> _EXTRAIT DU TEXTE_:
+++
L’artiste canadien Michael Hansen emploie le tourne-disque, qu’il appelle son « coffre à outils », dans ses œuvres visuelles aussi bien que sonores. Dans « Talismania (Fetishizing the Fetish) », il compare brièvement les définitions du concept de fétiche chez Freud et Marx, avant de s’intéresser au disque comme fétiche. Son matériel comprend un appareil très rare : le Recordette 3 de Wilcox-Gay, un graveur de disques destiné à enregistrer des chansons à partir d’une radio. À l’aide de cet appareil, il propose un nouveau concept de recontextualisation du matériau source, ce qui lui permet de fétichiser et refétichiser le fétiche.
+++
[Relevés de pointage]
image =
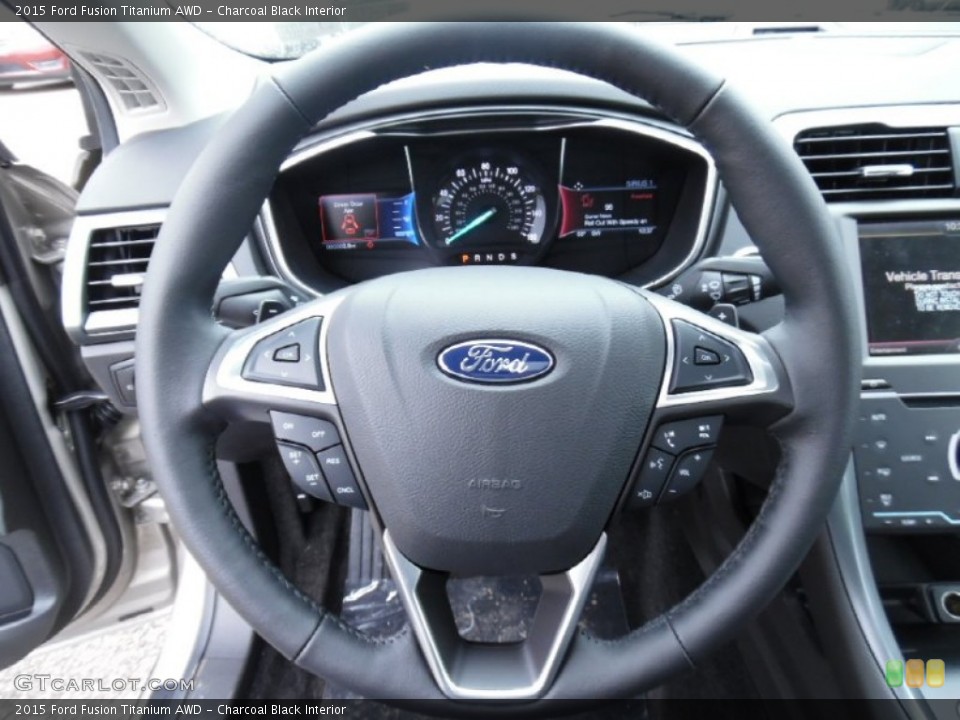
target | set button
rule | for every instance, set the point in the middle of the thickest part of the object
(314, 457)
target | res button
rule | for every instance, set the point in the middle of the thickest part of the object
(340, 478)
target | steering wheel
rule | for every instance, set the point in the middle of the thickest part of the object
(400, 367)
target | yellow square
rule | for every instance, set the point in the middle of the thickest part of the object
(914, 673)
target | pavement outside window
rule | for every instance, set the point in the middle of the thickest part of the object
(121, 653)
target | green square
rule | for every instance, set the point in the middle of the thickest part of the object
(894, 673)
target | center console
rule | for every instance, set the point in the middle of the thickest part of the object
(906, 451)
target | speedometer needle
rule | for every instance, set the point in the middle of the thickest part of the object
(472, 225)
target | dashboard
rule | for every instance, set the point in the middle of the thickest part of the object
(604, 195)
(543, 168)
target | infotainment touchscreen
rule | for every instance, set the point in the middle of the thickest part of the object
(911, 284)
+++
> _OBJECTIFS_:
a. Recopiez mot pour mot le passage du texte sur Michael Hansen qui commence par les mots contenant « L’artiste canadien Michael » et se termine par « refétichiser le fétiche. ».
b. Répondez aux questions suivantes à partir du texte sur Michael Hansen.
(i) Comment Michael Hansen appelle-t-il le tourne-disque ?
(ii) Chez quels penseurs compare-t-il les définitions du fétiche dans « Talismania (Fetishizing the Fetish) » ?
(iii) À quoi est destiné le Recordette 3 de Wilcox-Gay ?
c. Poursuivez le texte sur Michael Hansen à la suite de sa dernière phrase.

> _CORRIGÉ DES EXERCICES_:
a.
L’artiste canadien Michael Hansen emploie le tourne-disque, qu’il appelle son « coffre à outils », dans ses œuvres visuelles aussi bien que sonores. Dans « Talismania (Fetishizing the Fetish) », il compare brièvement les définitions du concept de fétiche chez Freud et Marx, avant de s’intéresser au disque comme fétiche. Son matériel comprend un appareil très rare : le Recordette 3 de Wilcox-Gay, un graveur de disques destiné à enregistrer des chansons à partir d’une radio. À l’aide de cet appareil, il propose un nouveau concept de recontextualisation du matériau source, ce qui lui permet de fétichiser et refétichiser le fétiche.

b.
(i) Il l'appelle son « coffre à outils ».
(ii) Chez Freud et Marx.
(iii) À enregistrer des chansons à partir d'une radio.

c.
Entrevues

Dans une entrevue du musicologue Andreas Engström avec Camilla Sørensen et Greta Christensen qui forment le duo danois Vinyl Terror & Horror, on apprend que les deux artistes ont commencé à travailler ensemble avec un orgue Hammond. On peut également y lire pourquoi ces deux artistes issues des arts visuels (la sculpture) ont choisi le vinyle comme média pour leur travail sonore.

Dans « Interview with Maria Chavez » réalisé par l’artiste sonore Daniel Neumann, la platiniste de New York retrace le développement de son vocabulaire avec le tourne-disque, au cours d’une discussion couvrant divers thèmes relatifs à sa pratique : contexte, improvisation, outil ou instrument, moment présent, hasard, performance en direct et perspectives futures.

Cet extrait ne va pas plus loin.